-- begin --
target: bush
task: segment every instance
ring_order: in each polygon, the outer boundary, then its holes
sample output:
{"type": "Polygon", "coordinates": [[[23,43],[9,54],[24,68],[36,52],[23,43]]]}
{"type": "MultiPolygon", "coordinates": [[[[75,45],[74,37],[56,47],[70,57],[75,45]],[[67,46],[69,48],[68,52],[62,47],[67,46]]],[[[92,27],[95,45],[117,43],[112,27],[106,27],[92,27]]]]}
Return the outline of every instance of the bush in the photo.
-- end --
-- begin --
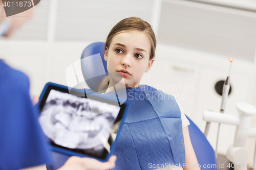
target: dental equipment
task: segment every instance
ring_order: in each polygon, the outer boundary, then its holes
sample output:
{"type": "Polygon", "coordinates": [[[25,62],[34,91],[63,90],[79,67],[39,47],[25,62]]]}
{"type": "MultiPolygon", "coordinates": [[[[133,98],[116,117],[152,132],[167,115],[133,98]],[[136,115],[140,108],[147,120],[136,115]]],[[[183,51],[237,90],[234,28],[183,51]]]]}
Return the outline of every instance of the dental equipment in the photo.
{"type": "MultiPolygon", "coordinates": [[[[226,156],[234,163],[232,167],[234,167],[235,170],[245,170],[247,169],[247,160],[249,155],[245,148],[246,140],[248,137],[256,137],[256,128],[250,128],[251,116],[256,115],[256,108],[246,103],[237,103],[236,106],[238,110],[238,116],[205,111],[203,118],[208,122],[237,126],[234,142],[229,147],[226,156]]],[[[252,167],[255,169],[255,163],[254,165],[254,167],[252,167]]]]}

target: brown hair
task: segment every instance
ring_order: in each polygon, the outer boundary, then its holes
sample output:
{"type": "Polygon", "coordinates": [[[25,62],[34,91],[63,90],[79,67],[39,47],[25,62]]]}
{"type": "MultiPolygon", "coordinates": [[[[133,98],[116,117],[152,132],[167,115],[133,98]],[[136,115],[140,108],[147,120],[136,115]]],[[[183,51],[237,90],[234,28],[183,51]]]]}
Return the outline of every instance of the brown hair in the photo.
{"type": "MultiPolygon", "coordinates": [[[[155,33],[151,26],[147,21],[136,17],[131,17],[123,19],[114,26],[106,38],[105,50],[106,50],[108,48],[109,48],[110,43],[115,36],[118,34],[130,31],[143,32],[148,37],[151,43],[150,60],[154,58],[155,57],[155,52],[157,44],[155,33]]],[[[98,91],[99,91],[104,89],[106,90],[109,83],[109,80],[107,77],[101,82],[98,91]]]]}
-- end --
Copy out word for word the part of the records that opens with the line containing "target: bush" and closes with the line containing "Return the outline of every instance of the bush", including both of those lines.

__Output for this task__:
target: bush
task: segment every instance
ring_order: in each polygon, the outer boundary, then its holes
sample output:
{"type": "Polygon", "coordinates": [[[23,43],[9,54],[24,68],[36,52],[23,43]]]}
{"type": "MultiPolygon", "coordinates": [[[[75,45],[74,37],[56,47],[70,57],[75,45]],[[67,46],[69,48],[68,52],[62,47],[67,46]]],[[[92,27],[95,45],[117,43],[112,27],[106,27],[92,27]]]]}
Return the outline of every instance of the bush in the photo.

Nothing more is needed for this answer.